Carry on the passage comparing lithophysae and spherulites in rhyolite, starting after its final sentence.

Extract provided >>
┏━━
For comparison the first is a photo taken this afternoon of some hollow spherules, type devitrification lithophysae, from Cerro El Lobo, Tepetate, San Luis Potosi, Mexico, from a broken hand specimen I collected in 1985 (cf. my earlier posts 182 and 207). This is a topaz rhyolite (the light is glinting off a small topaz crystal in the large lithophysa to the left), much richer in water and fluorine than anything expected on Mars, and the groundmass has completely devitrified (following formation of the lithophysae). The typical onion skin texture is evident.
Attached Image

The second photo from this afternoon is shows more typical devitrification spherulites, from a weathered specimen collected last March by my colleague in the Superstition Mountains east of Phoenix, Arizona. The spherulites, especially broken ones in the lower center, clearly show the radiating microcrystalline texture that is typical. The groundmass is a somewhat perlitic (gray hydrated) obsidian, not devitrified. The spherulites, unlike the lithophysae, are resistant and weather or break out of the rock.
┗━━
Entries shown >>
┏━━
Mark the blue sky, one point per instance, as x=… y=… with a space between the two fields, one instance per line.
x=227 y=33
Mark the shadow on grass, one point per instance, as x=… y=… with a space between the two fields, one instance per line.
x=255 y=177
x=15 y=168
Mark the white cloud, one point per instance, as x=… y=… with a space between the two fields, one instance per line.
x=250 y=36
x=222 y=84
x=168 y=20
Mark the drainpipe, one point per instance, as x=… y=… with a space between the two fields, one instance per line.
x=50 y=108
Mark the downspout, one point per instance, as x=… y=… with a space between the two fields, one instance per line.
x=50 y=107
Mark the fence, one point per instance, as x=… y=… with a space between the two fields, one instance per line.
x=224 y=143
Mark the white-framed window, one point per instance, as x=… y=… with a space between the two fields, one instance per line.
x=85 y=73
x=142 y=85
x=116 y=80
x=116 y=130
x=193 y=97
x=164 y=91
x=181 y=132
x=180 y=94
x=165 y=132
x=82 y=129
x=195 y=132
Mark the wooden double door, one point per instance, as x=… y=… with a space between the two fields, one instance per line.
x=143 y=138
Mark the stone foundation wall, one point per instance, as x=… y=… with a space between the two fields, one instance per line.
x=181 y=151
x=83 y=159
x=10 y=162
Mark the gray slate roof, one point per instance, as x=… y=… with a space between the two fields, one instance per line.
┗━━
Reply to the exercise >>
Attached Image

Hope these photos prove instructive; I was a little dissatisfied by what I found on the web (although Gladstoner's in 206 isn't bad). In both photos, note the extreme variation in size over a small area (also typical of concretions, but not Mars blueberries). In any case, the MI Mosaics of Stu in post 173 seem to show a rather large variation in size over a small area, also suggesting (together with the unusually close packing) that these might something other than the typical blueberries.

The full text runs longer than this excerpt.